Istruzioni =>
Riscrivi queste righe sostituendo "positive clicks" con "foreground clicks" e lasciando invariato tutto il resto.

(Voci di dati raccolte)
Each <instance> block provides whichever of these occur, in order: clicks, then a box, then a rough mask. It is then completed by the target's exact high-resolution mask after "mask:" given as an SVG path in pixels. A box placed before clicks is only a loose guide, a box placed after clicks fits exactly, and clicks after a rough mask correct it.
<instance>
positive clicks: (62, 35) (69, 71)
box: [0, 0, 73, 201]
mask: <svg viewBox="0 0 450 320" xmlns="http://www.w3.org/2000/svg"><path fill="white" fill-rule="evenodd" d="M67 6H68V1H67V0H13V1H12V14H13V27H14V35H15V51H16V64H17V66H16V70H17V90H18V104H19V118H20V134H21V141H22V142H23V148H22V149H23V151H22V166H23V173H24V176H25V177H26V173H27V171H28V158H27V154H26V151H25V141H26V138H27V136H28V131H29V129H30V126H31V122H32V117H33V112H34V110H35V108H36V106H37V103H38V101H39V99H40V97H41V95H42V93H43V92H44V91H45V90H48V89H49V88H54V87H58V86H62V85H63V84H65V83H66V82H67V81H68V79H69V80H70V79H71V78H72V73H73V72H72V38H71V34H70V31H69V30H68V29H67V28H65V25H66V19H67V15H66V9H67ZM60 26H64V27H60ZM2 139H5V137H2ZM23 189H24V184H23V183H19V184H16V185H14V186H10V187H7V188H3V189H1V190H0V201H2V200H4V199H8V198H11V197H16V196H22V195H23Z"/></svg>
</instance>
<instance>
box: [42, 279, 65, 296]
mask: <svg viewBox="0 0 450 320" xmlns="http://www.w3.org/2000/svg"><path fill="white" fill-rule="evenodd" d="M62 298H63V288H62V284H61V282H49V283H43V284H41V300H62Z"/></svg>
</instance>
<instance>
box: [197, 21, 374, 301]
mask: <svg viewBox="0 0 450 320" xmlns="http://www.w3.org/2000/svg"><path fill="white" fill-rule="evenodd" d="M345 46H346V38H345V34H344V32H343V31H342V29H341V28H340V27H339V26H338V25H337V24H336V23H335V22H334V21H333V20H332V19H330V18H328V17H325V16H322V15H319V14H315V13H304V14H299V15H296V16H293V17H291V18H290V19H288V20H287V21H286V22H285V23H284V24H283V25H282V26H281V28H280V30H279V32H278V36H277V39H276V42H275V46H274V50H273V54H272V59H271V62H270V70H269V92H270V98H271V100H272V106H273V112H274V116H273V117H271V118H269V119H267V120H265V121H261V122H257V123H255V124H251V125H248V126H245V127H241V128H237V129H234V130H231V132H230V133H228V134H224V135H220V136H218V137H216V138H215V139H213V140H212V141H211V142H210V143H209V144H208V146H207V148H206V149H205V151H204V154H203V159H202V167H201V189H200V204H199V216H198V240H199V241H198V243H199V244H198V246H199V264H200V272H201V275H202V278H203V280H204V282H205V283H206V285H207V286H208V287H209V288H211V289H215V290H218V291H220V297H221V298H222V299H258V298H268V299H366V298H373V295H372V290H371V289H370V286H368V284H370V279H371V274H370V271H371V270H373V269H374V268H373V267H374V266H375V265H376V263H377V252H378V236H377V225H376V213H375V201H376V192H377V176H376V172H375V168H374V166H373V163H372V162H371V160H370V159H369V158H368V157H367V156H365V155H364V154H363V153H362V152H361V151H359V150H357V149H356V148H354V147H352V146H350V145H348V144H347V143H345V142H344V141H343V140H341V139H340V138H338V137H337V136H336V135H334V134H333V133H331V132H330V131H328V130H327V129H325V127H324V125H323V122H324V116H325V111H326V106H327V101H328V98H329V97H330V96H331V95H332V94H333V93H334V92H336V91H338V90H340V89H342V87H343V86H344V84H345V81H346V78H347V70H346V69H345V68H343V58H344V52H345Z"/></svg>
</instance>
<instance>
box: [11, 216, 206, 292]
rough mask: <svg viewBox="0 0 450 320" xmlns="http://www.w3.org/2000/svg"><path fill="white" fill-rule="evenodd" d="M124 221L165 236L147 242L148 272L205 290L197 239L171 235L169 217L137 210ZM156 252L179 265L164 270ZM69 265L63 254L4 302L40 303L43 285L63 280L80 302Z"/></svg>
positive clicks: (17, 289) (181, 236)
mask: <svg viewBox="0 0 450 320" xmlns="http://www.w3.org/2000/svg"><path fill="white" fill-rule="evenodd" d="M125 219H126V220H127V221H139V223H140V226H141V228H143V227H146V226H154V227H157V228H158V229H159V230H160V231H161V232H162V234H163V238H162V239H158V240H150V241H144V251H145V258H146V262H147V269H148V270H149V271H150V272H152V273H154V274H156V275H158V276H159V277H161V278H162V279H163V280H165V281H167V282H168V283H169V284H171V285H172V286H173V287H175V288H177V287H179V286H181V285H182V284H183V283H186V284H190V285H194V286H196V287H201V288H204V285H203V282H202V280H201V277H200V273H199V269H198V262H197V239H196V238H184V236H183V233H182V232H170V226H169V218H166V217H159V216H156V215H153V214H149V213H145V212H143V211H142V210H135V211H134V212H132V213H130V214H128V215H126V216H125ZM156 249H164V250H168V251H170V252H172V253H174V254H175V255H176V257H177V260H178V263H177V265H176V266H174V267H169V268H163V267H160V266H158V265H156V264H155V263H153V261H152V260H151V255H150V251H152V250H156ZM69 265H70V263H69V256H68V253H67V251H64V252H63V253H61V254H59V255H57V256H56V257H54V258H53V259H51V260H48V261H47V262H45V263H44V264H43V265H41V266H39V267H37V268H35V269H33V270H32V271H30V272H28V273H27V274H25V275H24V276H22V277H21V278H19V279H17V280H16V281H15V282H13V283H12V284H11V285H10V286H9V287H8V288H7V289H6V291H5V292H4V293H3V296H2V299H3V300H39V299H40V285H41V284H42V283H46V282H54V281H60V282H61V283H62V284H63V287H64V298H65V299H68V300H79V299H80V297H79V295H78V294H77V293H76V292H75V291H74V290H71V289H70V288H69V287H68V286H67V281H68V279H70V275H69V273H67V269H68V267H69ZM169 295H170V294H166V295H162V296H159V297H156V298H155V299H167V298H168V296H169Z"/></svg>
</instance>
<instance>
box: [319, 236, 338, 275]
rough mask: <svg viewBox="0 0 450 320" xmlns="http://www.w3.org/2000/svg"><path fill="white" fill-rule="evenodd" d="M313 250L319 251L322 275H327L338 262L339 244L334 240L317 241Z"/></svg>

Soluzione =>
Each <instance> block provides whichever of these occur, in order: clicks, then a box, then a rough mask. It is then completed by the target's exact high-resolution mask after "mask:" given as an SVG path in pixels. A box placed before clicks is only a loose guide, a box placed after clicks fits exactly, and clicks after a rough mask correct it.
<instance>
foreground clicks: (62, 35) (69, 71)
box: [0, 0, 73, 201]
mask: <svg viewBox="0 0 450 320" xmlns="http://www.w3.org/2000/svg"><path fill="white" fill-rule="evenodd" d="M67 6H68V1H67V0H13V1H12V14H13V27H14V35H15V51H16V64H17V66H16V70H17V90H18V104H19V118H20V134H21V141H22V142H23V148H22V149H23V151H22V166H23V173H24V176H25V177H26V173H27V171H28V158H27V154H26V151H25V141H26V138H27V136H28V131H29V129H30V126H31V122H32V117H33V112H34V110H35V108H36V106H37V103H38V101H39V99H40V97H41V95H42V93H43V92H44V91H45V90H48V89H49V88H54V87H58V86H62V85H63V84H65V83H66V82H67V81H68V79H69V80H70V79H71V78H72V73H73V72H72V38H71V34H70V31H69V30H68V29H67V28H65V25H66V19H67V15H66V9H67ZM60 26H64V27H60ZM2 139H5V137H2ZM23 189H24V184H23V183H19V184H16V185H14V186H10V187H7V188H3V189H1V190H0V201H2V200H4V199H8V198H11V197H16V196H22V195H23Z"/></svg>
</instance>
<instance>
box: [42, 279, 65, 296]
mask: <svg viewBox="0 0 450 320" xmlns="http://www.w3.org/2000/svg"><path fill="white" fill-rule="evenodd" d="M62 298H63V288H62V284H61V282H49V283H43V284H41V300H62Z"/></svg>
</instance>
<instance>
box: [197, 21, 374, 301]
mask: <svg viewBox="0 0 450 320" xmlns="http://www.w3.org/2000/svg"><path fill="white" fill-rule="evenodd" d="M345 46H346V38H345V34H344V32H343V31H342V29H341V28H340V27H339V26H338V25H337V24H336V23H335V22H334V21H333V20H332V19H330V18H328V17H325V16H322V15H319V14H315V13H304V14H299V15H296V16H293V17H291V18H290V19H288V20H287V21H286V22H285V23H284V24H283V25H282V26H281V28H280V30H279V32H278V36H277V39H276V42H275V46H274V50H273V54H272V59H271V62H270V70H269V92H270V98H271V100H272V106H273V112H274V116H273V117H271V118H269V119H267V120H265V121H261V122H257V123H255V124H251V125H248V126H245V127H241V128H237V129H234V130H231V132H230V133H228V134H224V135H220V136H218V137H216V138H215V139H213V140H212V141H211V142H210V143H209V144H208V146H207V148H206V149H205V151H204V154H203V159H202V167H201V189H200V204H199V216H198V240H199V241H198V243H199V244H198V246H199V264H200V272H201V275H202V278H203V280H204V282H205V283H206V285H207V286H208V287H209V288H211V289H215V290H218V291H220V297H221V298H222V299H258V298H268V299H366V298H373V295H372V290H371V289H370V286H368V284H370V279H371V274H370V271H371V270H373V269H374V268H373V267H374V266H375V265H376V263H377V252H378V236H377V225H376V213H375V201H376V192H377V176H376V172H375V168H374V166H373V163H372V162H371V160H370V159H369V158H368V157H367V156H365V155H364V154H363V153H362V152H361V151H359V150H357V149H356V148H354V147H352V146H350V145H348V144H347V143H345V142H344V141H343V140H341V139H340V138H338V137H337V136H336V135H334V134H333V133H331V132H330V131H328V130H327V129H325V127H324V125H323V122H324V116H325V111H326V106H327V101H328V98H329V97H330V96H331V95H332V94H333V93H334V92H336V91H338V90H340V89H342V87H343V86H344V84H345V81H346V78H347V70H346V69H345V68H343V58H344V52H345Z"/></svg>
</instance>
<instance>
box: [11, 216, 206, 292]
rough mask: <svg viewBox="0 0 450 320" xmlns="http://www.w3.org/2000/svg"><path fill="white" fill-rule="evenodd" d="M124 221L165 236L147 242L148 272L205 290L197 239L171 235L169 217L137 210ZM156 252L179 265L164 270ZM69 265L63 254L4 302L40 303L43 285L63 280L80 302Z"/></svg>
foreground clicks: (17, 289) (181, 236)
mask: <svg viewBox="0 0 450 320" xmlns="http://www.w3.org/2000/svg"><path fill="white" fill-rule="evenodd" d="M125 219H126V220H127V221H139V223H140V226H141V228H143V227H146V226H154V227H157V228H158V229H159V230H160V231H161V232H162V234H163V238H162V239H158V240H150V241H144V251H145V258H146V262H147V269H148V270H149V271H150V272H152V273H154V274H156V275H158V276H159V277H161V278H162V279H163V280H165V281H167V282H168V283H169V284H171V285H172V286H173V287H175V288H177V287H179V286H181V285H182V284H183V283H186V284H190V285H194V286H196V287H201V288H204V285H203V282H202V280H201V277H200V273H199V269H198V262H197V239H196V238H184V236H183V233H182V232H170V226H169V218H166V217H159V216H156V215H153V214H149V213H145V212H143V211H142V210H135V211H134V212H132V213H130V214H128V215H126V216H125ZM156 249H164V250H168V251H170V252H172V253H174V254H175V255H176V257H177V260H178V263H177V265H176V266H174V267H169V268H163V267H160V266H158V265H156V264H155V263H153V261H152V260H151V255H150V251H152V250H156ZM69 265H70V263H69V256H68V253H67V251H64V252H63V253H61V254H59V255H57V256H56V257H54V258H53V259H51V260H48V261H47V262H45V263H44V264H43V265H41V266H39V267H37V268H35V269H33V270H32V271H30V272H28V273H27V274H25V275H24V276H22V277H21V278H19V279H17V280H16V281H15V282H13V283H12V284H11V285H10V286H9V287H8V288H7V289H6V291H5V292H4V293H3V296H2V299H3V300H39V299H40V285H41V284H42V283H46V282H54V281H60V282H61V283H62V284H63V287H64V298H65V299H68V300H79V299H80V297H79V295H78V294H77V293H76V292H75V291H74V290H71V289H70V288H69V287H68V286H67V281H68V279H70V275H69V273H67V269H68V267H69ZM169 295H170V294H166V295H162V296H159V297H156V298H155V299H167V298H168V296H169Z"/></svg>
</instance>
<instance>
box: [319, 236, 338, 275]
rough mask: <svg viewBox="0 0 450 320" xmlns="http://www.w3.org/2000/svg"><path fill="white" fill-rule="evenodd" d="M313 250L319 251L322 275H327L338 262L339 244L334 240L317 241Z"/></svg>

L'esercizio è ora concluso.